Please state how many lines of the rows below contain the string "negative", with case counting. Reply with the number alone.

== Exercise inputs

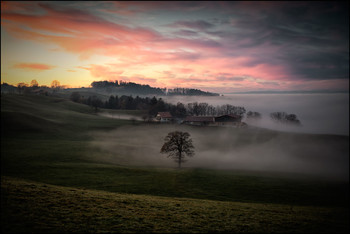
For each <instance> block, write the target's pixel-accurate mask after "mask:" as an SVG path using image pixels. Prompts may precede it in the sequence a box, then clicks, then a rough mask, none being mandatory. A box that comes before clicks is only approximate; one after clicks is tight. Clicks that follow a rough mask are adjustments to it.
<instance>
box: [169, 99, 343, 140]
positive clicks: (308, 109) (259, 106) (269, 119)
mask: <svg viewBox="0 0 350 234" xmlns="http://www.w3.org/2000/svg"><path fill="white" fill-rule="evenodd" d="M164 100H165V101H167V102H170V103H173V104H176V103H177V102H182V103H184V104H187V103H190V102H198V103H200V102H207V103H208V104H210V105H213V106H217V105H223V104H231V105H235V106H243V107H245V109H246V111H247V112H248V111H256V112H259V113H261V114H262V119H261V120H260V121H254V122H247V123H248V124H250V125H254V126H258V127H263V128H269V129H274V130H281V131H292V132H303V133H324V134H337V135H347V136H349V94H346V93H333V94H324V93H323V94H226V95H225V96H219V97H198V96H176V97H172V96H167V97H164ZM277 111H278V112H286V113H288V114H296V115H297V117H298V119H299V120H300V121H301V123H302V125H303V126H302V127H290V126H286V125H281V124H276V123H274V122H272V121H271V119H270V116H269V115H270V113H272V112H277ZM243 121H246V119H243Z"/></svg>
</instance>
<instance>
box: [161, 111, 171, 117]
mask: <svg viewBox="0 0 350 234" xmlns="http://www.w3.org/2000/svg"><path fill="white" fill-rule="evenodd" d="M158 115H159V116H160V117H161V118H172V117H173V116H172V115H171V114H170V112H158Z"/></svg>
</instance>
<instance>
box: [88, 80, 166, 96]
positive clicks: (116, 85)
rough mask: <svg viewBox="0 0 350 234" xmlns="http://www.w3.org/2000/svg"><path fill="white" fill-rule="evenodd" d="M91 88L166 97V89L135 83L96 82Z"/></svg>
mask: <svg viewBox="0 0 350 234" xmlns="http://www.w3.org/2000/svg"><path fill="white" fill-rule="evenodd" d="M91 86H92V87H93V88H96V89H103V91H105V92H107V93H115V92H118V93H137V94H144V95H149V94H154V95H164V93H165V89H160V88H153V87H151V86H149V85H141V84H136V83H133V82H124V81H120V82H118V81H115V82H110V81H94V82H92V83H91Z"/></svg>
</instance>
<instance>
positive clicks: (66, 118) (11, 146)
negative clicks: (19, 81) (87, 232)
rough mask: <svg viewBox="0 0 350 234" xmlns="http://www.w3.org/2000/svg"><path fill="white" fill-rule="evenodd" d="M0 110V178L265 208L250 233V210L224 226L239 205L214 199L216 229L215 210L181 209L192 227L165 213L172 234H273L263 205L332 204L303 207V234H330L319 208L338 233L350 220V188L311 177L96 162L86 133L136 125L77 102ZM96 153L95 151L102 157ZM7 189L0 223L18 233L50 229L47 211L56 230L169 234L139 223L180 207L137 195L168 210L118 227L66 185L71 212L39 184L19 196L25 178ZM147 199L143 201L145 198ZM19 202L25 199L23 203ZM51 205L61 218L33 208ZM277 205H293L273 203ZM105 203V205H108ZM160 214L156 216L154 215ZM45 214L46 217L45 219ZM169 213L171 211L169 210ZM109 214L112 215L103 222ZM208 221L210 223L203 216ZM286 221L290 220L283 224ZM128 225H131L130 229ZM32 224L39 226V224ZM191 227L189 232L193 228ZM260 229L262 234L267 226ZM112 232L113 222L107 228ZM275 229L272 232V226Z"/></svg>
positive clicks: (110, 230)
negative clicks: (206, 212)
mask: <svg viewBox="0 0 350 234" xmlns="http://www.w3.org/2000/svg"><path fill="white" fill-rule="evenodd" d="M1 107H2V110H1V111H2V113H1V117H2V118H1V121H2V144H1V155H2V157H1V169H2V170H1V175H2V178H3V176H11V177H17V178H23V179H30V180H33V181H38V182H43V183H48V184H53V185H62V186H69V187H74V189H77V188H81V189H94V190H100V191H102V190H104V191H110V192H116V193H120V192H122V193H134V194H146V195H158V196H167V197H183V198H186V197H187V198H197V199H198V198H199V199H211V200H223V201H230V202H233V201H240V202H251V203H254V204H245V205H246V206H248V207H260V208H257V209H260V212H261V215H260V216H258V217H257V219H256V222H257V223H260V226H259V225H258V226H256V225H255V226H254V227H253V229H250V226H249V225H248V223H250V222H251V221H252V220H250V216H251V215H252V213H249V212H248V213H247V212H243V213H242V214H240V215H239V217H238V218H239V219H237V217H236V218H235V219H233V221H232V220H231V221H225V220H226V219H221V220H220V215H219V214H221V213H222V214H221V215H223V214H225V212H227V211H224V210H225V209H224V208H223V207H225V206H227V205H229V206H235V205H239V204H238V203H221V202H216V201H211V202H210V204H212V205H211V206H212V207H215V206H217V207H218V208H217V210H216V212H217V214H216V215H217V217H216V218H215V220H216V221H215V222H214V224H215V225H214V224H213V225H214V226H211V224H210V223H211V222H212V221H213V220H212V218H211V215H210V214H211V210H212V209H213V208H210V209H209V208H208V210H207V213H206V214H205V215H204V216H199V215H195V216H192V215H191V213H186V211H181V214H182V213H185V214H186V215H185V216H183V217H182V216H181V217H180V218H181V220H182V219H183V218H185V219H188V218H190V221H189V222H190V223H192V224H186V225H187V226H186V225H185V224H181V225H180V224H173V225H170V223H174V222H176V221H177V220H178V219H177V218H176V217H177V216H176V215H171V216H166V217H167V219H168V222H167V224H169V227H172V228H171V229H169V230H168V231H172V232H174V231H177V230H180V229H179V227H180V226H181V227H182V228H185V229H184V230H185V231H186V230H187V231H199V230H201V231H203V230H204V231H211V230H212V231H213V230H216V229H215V228H214V227H215V226H220V229H217V231H230V230H231V231H232V230H234V231H252V230H255V231H259V230H262V231H269V230H270V229H267V228H270V224H269V222H271V221H268V222H267V223H266V222H265V221H264V220H266V219H267V218H269V214H268V213H266V212H265V211H266V206H276V207H282V208H280V210H279V211H278V212H276V213H277V214H282V213H283V210H284V209H285V208H286V207H289V209H290V207H291V205H309V206H310V205H313V206H328V208H316V207H310V208H308V209H310V210H309V211H307V209H301V211H300V213H299V215H298V217H299V216H300V218H301V219H300V220H299V219H297V220H296V221H295V222H297V223H298V225H299V226H300V225H301V229H300V230H304V232H305V231H308V230H318V231H322V230H328V229H324V227H322V225H321V226H320V227H317V225H320V224H322V222H323V220H324V219H323V218H324V217H323V216H322V215H320V216H318V215H317V212H319V211H316V210H318V209H321V210H324V212H325V213H326V214H327V215H326V216H327V217H328V218H329V217H333V218H332V220H336V219H338V221H339V222H338V223H337V222H336V221H334V222H333V221H332V222H331V223H330V225H328V226H327V227H330V228H334V229H337V230H338V229H339V230H340V231H344V230H346V229H348V222H347V221H346V220H347V219H345V218H346V217H347V215H348V209H347V208H340V207H342V206H343V207H347V204H348V198H347V195H348V184H344V183H334V182H327V181H322V182H320V181H313V180H298V179H290V178H286V177H276V176H274V175H272V176H271V175H268V176H267V175H251V174H244V173H237V172H217V171H213V170H204V169H187V170H181V171H178V170H173V169H155V168H142V167H125V166H118V165H113V164H106V163H102V162H97V161H91V160H88V159H87V158H86V157H84V156H85V154H86V152H87V151H89V150H91V148H89V147H87V143H88V142H89V140H91V139H92V137H91V136H90V135H89V134H88V133H89V131H91V130H106V131H108V130H110V129H113V128H117V127H119V126H122V125H125V124H131V122H130V121H127V120H115V119H108V118H104V117H101V116H97V115H95V114H94V112H93V110H92V109H90V108H89V107H87V106H84V105H79V104H76V103H72V102H69V101H66V100H64V99H60V98H51V97H35V96H29V97H21V96H2V98H1ZM95 153H96V154H98V153H99V152H95ZM33 183H34V182H33ZM2 186H3V187H2V193H3V192H4V194H5V195H6V194H7V195H6V196H4V197H5V198H6V199H7V197H8V200H7V202H6V203H3V200H2V204H6V207H11V209H5V210H4V212H8V213H2V214H4V215H2V217H4V219H3V218H2V222H3V223H4V224H6V225H5V228H8V229H11V228H15V226H18V227H17V228H18V229H17V230H18V231H20V230H21V228H23V229H25V228H27V229H28V230H37V229H38V228H39V226H42V225H43V226H42V227H43V228H44V229H45V225H44V224H43V223H41V222H39V221H38V220H40V217H41V216H40V212H43V214H44V215H42V217H41V218H43V219H44V220H46V219H47V218H48V217H51V218H52V219H53V222H58V223H59V224H57V225H58V226H56V224H53V223H52V222H49V221H47V220H46V221H47V222H46V221H45V223H49V224H48V225H49V226H50V225H51V226H50V227H51V228H53V229H51V230H53V231H57V230H67V231H72V230H73V227H74V225H75V224H76V223H79V222H80V221H79V219H81V218H83V219H84V220H83V221H84V227H85V226H86V227H91V228H93V224H91V225H88V224H89V222H91V220H93V221H94V222H97V221H96V220H99V221H98V224H96V225H97V226H99V227H98V228H97V227H96V228H97V229H92V231H93V230H96V231H105V230H106V229H104V228H107V227H104V225H105V226H111V225H112V223H114V224H116V223H119V224H118V225H119V228H120V229H108V230H109V231H113V230H114V231H115V230H119V231H128V230H131V231H137V230H140V229H137V228H145V230H149V231H167V229H164V228H165V227H166V225H164V226H163V227H162V228H158V226H160V225H162V224H161V223H158V221H159V222H164V220H163V221H161V220H158V219H156V221H157V222H156V221H155V222H153V224H152V225H153V226H152V225H151V224H150V226H149V227H148V228H149V229H148V228H147V227H146V226H144V225H143V224H142V223H143V222H141V221H142V220H145V219H146V217H148V216H149V217H148V218H147V220H148V221H149V222H151V221H152V220H151V219H152V217H153V216H155V217H158V215H159V216H162V215H165V214H166V213H169V212H170V211H171V207H172V205H174V202H175V200H173V199H170V198H162V199H160V198H157V199H155V198H153V197H148V196H140V198H142V199H145V201H146V200H147V199H150V201H154V202H156V201H157V202H158V201H162V204H164V206H165V208H164V210H163V209H155V210H154V209H151V208H152V206H155V207H157V206H156V205H153V204H149V206H145V204H141V207H139V208H137V209H140V210H142V209H141V208H142V207H144V208H145V209H144V211H143V212H145V211H147V213H144V214H143V215H141V216H138V215H135V218H130V217H129V218H130V219H131V221H125V219H124V222H121V221H122V220H123V219H118V217H119V216H117V217H114V216H113V217H112V216H111V215H112V214H113V212H112V213H109V212H107V213H105V214H104V215H106V216H101V217H99V216H94V215H93V213H92V211H93V207H95V206H93V205H92V206H91V207H90V208H88V209H86V210H81V211H80V212H78V211H79V209H78V210H76V209H75V208H74V206H79V204H78V203H79V202H78V200H75V201H74V199H75V197H74V196H73V194H72V193H70V192H69V189H68V188H67V189H64V188H61V187H60V188H59V190H64V191H65V192H67V193H68V194H67V196H68V197H66V198H67V199H68V200H69V202H73V204H75V205H74V206H72V207H71V208H67V209H68V210H67V209H66V208H63V207H60V205H62V203H60V202H58V203H57V204H56V203H55V200H53V199H51V200H50V197H55V196H54V195H53V194H50V193H49V194H46V193H45V192H44V191H42V190H40V189H39V188H41V187H43V186H41V185H40V186H39V185H35V183H34V186H35V187H36V188H37V189H39V190H38V191H37V192H35V193H34V194H35V195H33V196H22V193H24V194H28V191H27V190H26V188H27V187H26V186H25V182H22V181H20V180H14V179H8V180H7V182H6V183H2ZM6 186H7V187H6ZM13 186H14V187H17V189H14V190H11V189H10V190H9V188H11V187H13ZM45 186H49V185H45ZM44 188H45V187H44ZM53 188H58V187H53ZM79 191H80V190H79ZM53 193H56V192H53ZM89 193H90V191H89ZM94 193H95V196H92V197H87V198H86V201H87V202H86V204H95V202H98V201H100V200H98V199H97V198H96V197H97V196H100V194H102V193H103V194H104V192H94ZM45 194H46V195H45ZM111 196H114V195H112V194H109V197H111ZM115 196H116V195H115ZM118 196H119V195H118ZM123 196H126V197H127V196H130V199H131V198H132V197H133V196H134V195H127V194H125V195H123ZM2 197H3V196H2ZM11 199H12V200H11ZM26 199H29V200H26ZM62 199H63V198H62ZM84 199H85V198H84ZM128 199H129V198H128ZM142 199H138V200H139V201H141V200H142ZM159 199H160V200H159ZM177 199H178V198H176V200H177ZM71 200H72V201H71ZM180 200H181V199H180ZM21 201H25V202H24V203H22V202H21ZM58 201H59V199H58ZM84 201H85V200H84ZM181 201H183V202H185V203H184V204H186V210H191V209H199V206H200V205H202V206H205V205H204V204H206V203H208V201H205V202H203V201H199V200H198V201H197V203H196V204H197V205H196V206H195V205H193V207H192V205H191V204H195V203H192V200H187V199H182V200H181ZM100 202H101V201H100ZM109 202H112V203H113V202H115V201H107V202H106V204H109ZM186 202H187V203H186ZM51 203H54V204H53V206H56V210H57V212H58V213H55V212H53V213H52V212H50V211H49V210H46V211H41V210H40V209H41V208H40V209H39V210H36V208H34V207H36V206H39V207H42V209H44V210H45V209H47V208H46V207H50V204H51ZM151 203H152V202H151ZM257 203H270V205H266V204H265V205H259V204H257ZM272 203H276V204H277V203H280V204H288V205H287V206H283V205H273V204H272ZM25 204H28V205H25ZM29 204H30V206H29ZM84 204H85V203H84ZM208 204H209V203H208ZM241 205H243V204H241ZM51 206H52V205H51ZM86 206H87V205H86ZM102 206H103V207H105V205H103V204H102ZM107 206H108V205H107ZM116 207H119V206H118V204H116ZM169 207H170V208H169ZM332 207H333V208H332ZM335 207H338V208H335ZM60 209H62V210H63V211H62V212H68V211H69V212H71V213H72V214H71V216H69V217H70V219H71V221H68V220H67V219H65V218H64V217H63V215H62V213H60V212H61V211H60ZM90 209H92V210H90ZM101 209H102V208H101ZM135 209H136V208H135ZM248 209H251V208H248ZM9 210H16V211H21V210H24V211H25V212H33V216H32V217H29V218H28V219H29V221H28V220H27V221H23V222H21V224H20V225H18V222H17V221H16V220H17V219H21V220H22V219H23V217H22V216H23V215H24V213H22V212H10V211H9ZM103 210H104V208H103V209H102V210H100V211H99V213H98V214H100V213H101V212H102V211H103ZM233 210H235V209H233ZM311 210H314V211H311ZM2 211H3V209H2ZM151 211H152V212H153V213H152V212H151ZM158 211H159V214H158V213H157V212H158ZM209 211H210V212H209ZM45 212H46V213H47V215H45V214H46V213H45ZM89 212H90V213H89ZM125 212H126V211H125ZM140 212H141V211H140ZM196 212H198V211H196ZM255 212H256V211H255ZM308 212H311V213H312V214H313V216H312V215H311V216H312V218H310V219H308V217H309V215H310V214H309V213H308ZM339 212H340V213H339ZM102 213H103V212H102ZM132 213H133V212H132V211H131V213H129V215H131V214H132ZM170 214H172V213H171V212H170ZM199 214H200V213H199ZM84 215H85V216H84ZM80 216H82V217H80ZM90 216H91V217H92V219H91V220H90V218H88V217H90ZM107 216H108V217H109V218H106V217H107ZM326 216H325V217H326ZM84 217H85V218H84ZM204 217H207V218H206V219H205V218H204ZM225 217H226V216H225ZM230 217H231V216H230ZM273 217H274V218H273V220H276V223H274V225H273V226H274V227H273V228H277V229H276V230H280V231H281V230H282V232H283V230H284V231H286V232H290V230H294V229H289V226H288V225H287V226H286V223H284V224H283V225H282V226H279V225H280V224H279V221H278V220H279V218H278V215H274V216H273ZM286 217H287V216H286ZM286 217H284V218H282V216H281V219H285V218H286ZM291 217H292V216H288V217H287V218H286V219H292V218H291ZM31 218H33V219H34V224H32V226H26V225H29V223H31V222H32V221H33V220H31ZM124 218H125V217H124ZM138 218H140V220H141V221H140V222H139V221H138V220H139V219H138ZM105 219H107V220H110V222H111V223H105V222H104V221H103V220H105ZM302 219H303V220H302ZM118 220H119V221H118ZM244 220H246V221H244ZM268 220H269V219H268ZM238 221H239V222H238ZM62 222H63V224H64V225H63V224H62ZM149 222H148V223H149ZM183 222H184V221H183ZM202 222H203V223H202ZM236 222H238V223H236ZM283 222H287V221H286V220H285V221H283ZM290 222H291V225H292V226H296V225H295V223H294V221H290ZM35 223H36V224H35ZM140 223H141V224H140ZM193 223H196V224H197V223H200V224H201V225H204V226H203V228H202V229H200V227H195V226H196V224H193ZM14 224H15V225H14ZM127 224H130V225H128V227H127V226H126V225H127ZM13 225H14V226H13ZM33 225H34V226H33ZM35 225H37V226H36V227H35ZM62 225H63V226H62ZM118 225H117V226H118ZM140 225H141V226H140ZM174 225H175V226H174ZM176 225H178V226H176ZM191 225H192V226H191ZM2 226H3V225H2ZM189 226H191V227H190V228H189ZM262 226H263V227H264V228H265V229H264V228H262ZM84 227H83V226H79V228H77V229H74V230H76V231H80V232H82V231H85V229H84ZM112 227H113V225H112V226H111V227H110V228H112ZM283 227H284V228H283ZM302 227H304V229H302ZM311 227H313V228H311ZM69 228H71V229H69ZM176 228H177V229H176ZM216 228H218V227H216ZM240 228H241V229H240ZM278 228H279V229H278ZM294 228H295V227H294ZM310 228H311V229H310ZM39 229H40V228H39ZM44 229H42V230H43V231H44ZM108 230H107V231H108ZM271 230H272V231H273V230H275V229H271ZM318 231H317V232H318Z"/></svg>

====

--- Written answer ---
2